→ REQUIRED WORK
For this exercise, repeat the whole listing below exactly. Leave the pictures out.
**** PROVIDED RECORDS ****
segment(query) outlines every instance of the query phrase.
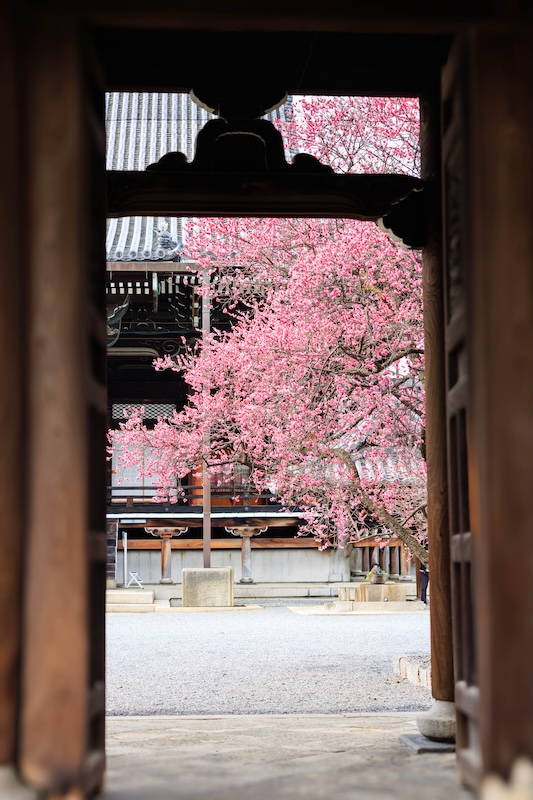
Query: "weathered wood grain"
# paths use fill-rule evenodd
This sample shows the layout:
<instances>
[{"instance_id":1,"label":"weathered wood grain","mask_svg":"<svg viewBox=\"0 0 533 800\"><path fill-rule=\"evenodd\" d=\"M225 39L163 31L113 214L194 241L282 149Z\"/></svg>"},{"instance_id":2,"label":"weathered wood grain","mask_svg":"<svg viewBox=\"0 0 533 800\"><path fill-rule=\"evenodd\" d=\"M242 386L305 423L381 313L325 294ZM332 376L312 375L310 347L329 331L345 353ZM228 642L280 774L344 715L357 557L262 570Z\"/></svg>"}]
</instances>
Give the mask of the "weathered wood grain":
<instances>
[{"instance_id":1,"label":"weathered wood grain","mask_svg":"<svg viewBox=\"0 0 533 800\"><path fill-rule=\"evenodd\" d=\"M441 225L440 86L428 87L421 100L422 172L436 184L423 251L424 350L426 387L426 464L428 549L431 579L431 691L435 700L453 702L451 565L446 447L444 350L444 275ZM417 569L417 586L418 586Z\"/></svg>"},{"instance_id":2,"label":"weathered wood grain","mask_svg":"<svg viewBox=\"0 0 533 800\"><path fill-rule=\"evenodd\" d=\"M28 559L20 765L75 794L87 748L86 152L76 26L28 19Z\"/></svg>"},{"instance_id":3,"label":"weathered wood grain","mask_svg":"<svg viewBox=\"0 0 533 800\"><path fill-rule=\"evenodd\" d=\"M24 282L20 214L21 119L18 41L7 4L0 9L0 765L16 750L23 557L23 325Z\"/></svg>"},{"instance_id":4,"label":"weathered wood grain","mask_svg":"<svg viewBox=\"0 0 533 800\"><path fill-rule=\"evenodd\" d=\"M172 539L170 541L172 550L201 550L201 539ZM252 547L259 550L271 549L318 549L314 539L252 539ZM122 541L118 542L118 549L123 550ZM151 539L128 539L128 550L160 550L161 542ZM241 541L239 539L212 539L212 550L240 550Z\"/></svg>"},{"instance_id":5,"label":"weathered wood grain","mask_svg":"<svg viewBox=\"0 0 533 800\"><path fill-rule=\"evenodd\" d=\"M533 33L478 30L467 46L480 734L483 770L506 775L533 757Z\"/></svg>"}]
</instances>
****
→ TASK ANSWER
segment(query) outlines every instance of the query phrase.
Query: "weathered wood grain"
# paths use fill-rule evenodd
This sample shows the layout:
<instances>
[{"instance_id":1,"label":"weathered wood grain","mask_svg":"<svg viewBox=\"0 0 533 800\"><path fill-rule=\"evenodd\" d=\"M225 39L163 31L113 214L194 241L282 149Z\"/></svg>"},{"instance_id":2,"label":"weathered wood grain","mask_svg":"<svg viewBox=\"0 0 533 800\"><path fill-rule=\"evenodd\" d=\"M242 386L305 423L381 313L325 294ZM332 376L312 375L310 347L329 331L345 353ZM228 642L280 774L344 715L357 557L262 570Z\"/></svg>"}]
</instances>
Give the mask of the "weathered wood grain":
<instances>
[{"instance_id":1,"label":"weathered wood grain","mask_svg":"<svg viewBox=\"0 0 533 800\"><path fill-rule=\"evenodd\" d=\"M441 225L440 86L428 87L421 100L422 172L436 184L423 251L424 350L426 387L426 464L428 549L431 579L431 691L435 700L453 702L451 565L446 447L444 350L444 275ZM417 569L417 586L418 586Z\"/></svg>"},{"instance_id":2,"label":"weathered wood grain","mask_svg":"<svg viewBox=\"0 0 533 800\"><path fill-rule=\"evenodd\" d=\"M28 559L20 765L75 794L87 748L86 152L76 26L28 19Z\"/></svg>"},{"instance_id":3,"label":"weathered wood grain","mask_svg":"<svg viewBox=\"0 0 533 800\"><path fill-rule=\"evenodd\" d=\"M24 282L20 214L21 119L18 41L7 4L0 9L0 765L16 750L23 557L23 325Z\"/></svg>"},{"instance_id":4,"label":"weathered wood grain","mask_svg":"<svg viewBox=\"0 0 533 800\"><path fill-rule=\"evenodd\" d=\"M172 539L170 541L172 550L201 550L201 539ZM252 547L259 550L271 549L318 549L314 539L252 539ZM122 541L118 542L118 549L123 550ZM151 539L128 539L128 550L160 550L161 542ZM241 541L239 539L212 539L212 550L240 550Z\"/></svg>"},{"instance_id":5,"label":"weathered wood grain","mask_svg":"<svg viewBox=\"0 0 533 800\"><path fill-rule=\"evenodd\" d=\"M533 33L478 30L467 46L480 734L483 770L506 775L533 757Z\"/></svg>"}]
</instances>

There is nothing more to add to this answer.